• _Provided records_
------
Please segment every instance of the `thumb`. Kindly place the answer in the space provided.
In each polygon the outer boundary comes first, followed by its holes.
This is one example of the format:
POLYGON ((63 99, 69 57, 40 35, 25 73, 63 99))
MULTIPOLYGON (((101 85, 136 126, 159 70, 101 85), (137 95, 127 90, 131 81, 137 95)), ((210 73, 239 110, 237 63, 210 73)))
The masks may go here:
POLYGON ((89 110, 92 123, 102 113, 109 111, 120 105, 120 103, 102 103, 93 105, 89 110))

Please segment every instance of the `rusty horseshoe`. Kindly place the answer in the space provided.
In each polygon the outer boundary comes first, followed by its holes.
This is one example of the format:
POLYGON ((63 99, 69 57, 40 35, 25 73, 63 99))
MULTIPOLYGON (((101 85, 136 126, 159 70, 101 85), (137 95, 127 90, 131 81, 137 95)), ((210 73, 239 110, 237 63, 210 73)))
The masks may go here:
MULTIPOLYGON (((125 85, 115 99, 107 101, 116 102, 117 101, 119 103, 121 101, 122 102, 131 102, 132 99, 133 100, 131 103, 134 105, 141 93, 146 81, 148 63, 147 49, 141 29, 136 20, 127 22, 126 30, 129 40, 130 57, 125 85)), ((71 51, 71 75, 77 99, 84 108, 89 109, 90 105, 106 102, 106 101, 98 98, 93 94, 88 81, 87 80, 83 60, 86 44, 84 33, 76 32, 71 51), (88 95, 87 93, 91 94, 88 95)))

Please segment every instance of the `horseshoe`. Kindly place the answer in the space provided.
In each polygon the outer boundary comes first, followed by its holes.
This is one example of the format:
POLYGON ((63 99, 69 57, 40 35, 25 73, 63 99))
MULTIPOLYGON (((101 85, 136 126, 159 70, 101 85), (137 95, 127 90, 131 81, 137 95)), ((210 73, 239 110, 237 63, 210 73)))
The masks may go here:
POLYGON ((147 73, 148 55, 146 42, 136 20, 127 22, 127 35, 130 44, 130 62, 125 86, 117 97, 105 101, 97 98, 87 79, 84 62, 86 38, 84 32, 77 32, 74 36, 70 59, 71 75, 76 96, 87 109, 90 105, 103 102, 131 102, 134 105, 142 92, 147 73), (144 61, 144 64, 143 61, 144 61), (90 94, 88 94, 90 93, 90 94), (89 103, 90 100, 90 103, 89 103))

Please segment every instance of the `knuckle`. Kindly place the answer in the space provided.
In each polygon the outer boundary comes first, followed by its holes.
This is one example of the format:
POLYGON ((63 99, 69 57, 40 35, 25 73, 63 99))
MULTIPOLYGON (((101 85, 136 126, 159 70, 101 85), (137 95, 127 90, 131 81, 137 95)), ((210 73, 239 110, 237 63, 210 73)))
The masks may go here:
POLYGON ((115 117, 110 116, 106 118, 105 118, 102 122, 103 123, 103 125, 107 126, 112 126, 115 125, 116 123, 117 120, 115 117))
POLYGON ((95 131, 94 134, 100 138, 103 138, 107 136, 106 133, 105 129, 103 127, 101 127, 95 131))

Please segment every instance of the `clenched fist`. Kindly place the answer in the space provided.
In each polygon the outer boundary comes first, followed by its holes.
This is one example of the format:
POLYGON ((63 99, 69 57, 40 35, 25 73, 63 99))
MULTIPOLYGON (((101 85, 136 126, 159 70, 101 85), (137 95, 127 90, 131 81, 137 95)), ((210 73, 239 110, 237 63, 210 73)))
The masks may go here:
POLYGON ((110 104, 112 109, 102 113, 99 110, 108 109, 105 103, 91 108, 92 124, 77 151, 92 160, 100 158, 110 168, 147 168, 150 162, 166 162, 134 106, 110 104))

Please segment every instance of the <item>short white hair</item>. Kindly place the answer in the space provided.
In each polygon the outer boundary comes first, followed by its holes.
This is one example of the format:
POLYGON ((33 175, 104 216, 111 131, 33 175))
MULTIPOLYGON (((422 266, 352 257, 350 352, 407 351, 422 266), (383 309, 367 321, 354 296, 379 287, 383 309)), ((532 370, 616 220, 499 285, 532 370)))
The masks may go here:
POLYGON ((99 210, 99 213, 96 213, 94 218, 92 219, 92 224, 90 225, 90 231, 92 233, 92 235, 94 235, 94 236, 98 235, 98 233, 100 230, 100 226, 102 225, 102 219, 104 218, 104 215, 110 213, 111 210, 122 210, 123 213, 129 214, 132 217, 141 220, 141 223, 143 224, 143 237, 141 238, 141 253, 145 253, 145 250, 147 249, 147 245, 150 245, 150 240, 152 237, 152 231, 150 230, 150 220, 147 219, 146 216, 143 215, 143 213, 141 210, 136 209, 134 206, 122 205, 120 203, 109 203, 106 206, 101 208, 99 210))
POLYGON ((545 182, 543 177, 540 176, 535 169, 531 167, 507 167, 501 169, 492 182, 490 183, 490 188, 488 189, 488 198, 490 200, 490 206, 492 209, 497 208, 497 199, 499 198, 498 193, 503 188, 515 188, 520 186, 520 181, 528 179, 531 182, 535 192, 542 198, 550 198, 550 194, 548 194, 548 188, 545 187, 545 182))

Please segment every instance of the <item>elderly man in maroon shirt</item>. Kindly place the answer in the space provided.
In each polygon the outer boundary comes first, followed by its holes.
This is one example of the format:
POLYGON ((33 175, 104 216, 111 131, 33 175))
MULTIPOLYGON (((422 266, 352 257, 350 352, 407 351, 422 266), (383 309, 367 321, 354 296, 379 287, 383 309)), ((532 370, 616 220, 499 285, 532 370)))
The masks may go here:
------
• _Task_
Beginning with the line that contains "Please segment every instance of the <item>short", repeat every line through the end of the records and nothing more.

• _Response for this exercise_
Please segment every instance of the <item>short white hair</item>. Kindly place the answer in the space provided.
In each polygon the outer boundary comes first, followed by its holes.
This is one example of the format:
POLYGON ((33 175, 104 216, 111 131, 33 175))
MULTIPOLYGON (((422 266, 352 257, 350 352, 407 351, 422 266), (383 309, 367 321, 354 296, 379 287, 383 309)), ((532 370, 616 220, 499 285, 532 370)))
The masks may go here:
POLYGON ((99 210, 99 213, 96 213, 94 218, 92 219, 92 224, 90 225, 90 231, 92 233, 92 235, 94 235, 94 236, 98 235, 98 233, 100 230, 100 226, 102 225, 102 219, 104 218, 104 215, 110 213, 111 210, 122 210, 123 213, 129 214, 132 217, 141 220, 141 223, 143 224, 143 237, 141 238, 141 253, 145 253, 145 250, 147 249, 147 245, 150 245, 150 240, 152 237, 152 231, 150 230, 150 220, 147 219, 146 216, 143 215, 143 213, 141 210, 136 209, 134 206, 122 205, 120 203, 109 203, 106 206, 101 208, 99 210))
POLYGON ((545 182, 543 177, 540 176, 535 169, 531 167, 507 167, 501 169, 492 182, 490 183, 490 188, 488 189, 488 198, 490 200, 490 206, 492 209, 497 208, 497 199, 499 198, 498 193, 503 188, 515 188, 520 186, 520 181, 528 179, 531 182, 535 192, 542 198, 550 198, 550 194, 548 194, 548 188, 545 187, 545 182))

Please segment every instance of the <item>elderly man in maroon shirt</item>. Kindly place the answer in the space provided.
In each polygon the outer boundary comes first, followed by its holes.
This is one example of the format:
POLYGON ((33 175, 104 216, 111 131, 33 175))
MULTIPOLYGON (((422 266, 352 257, 350 352, 407 351, 422 266), (383 309, 367 321, 354 296, 379 287, 383 309)), ((532 370, 616 220, 499 285, 532 370)))
The masks may go here:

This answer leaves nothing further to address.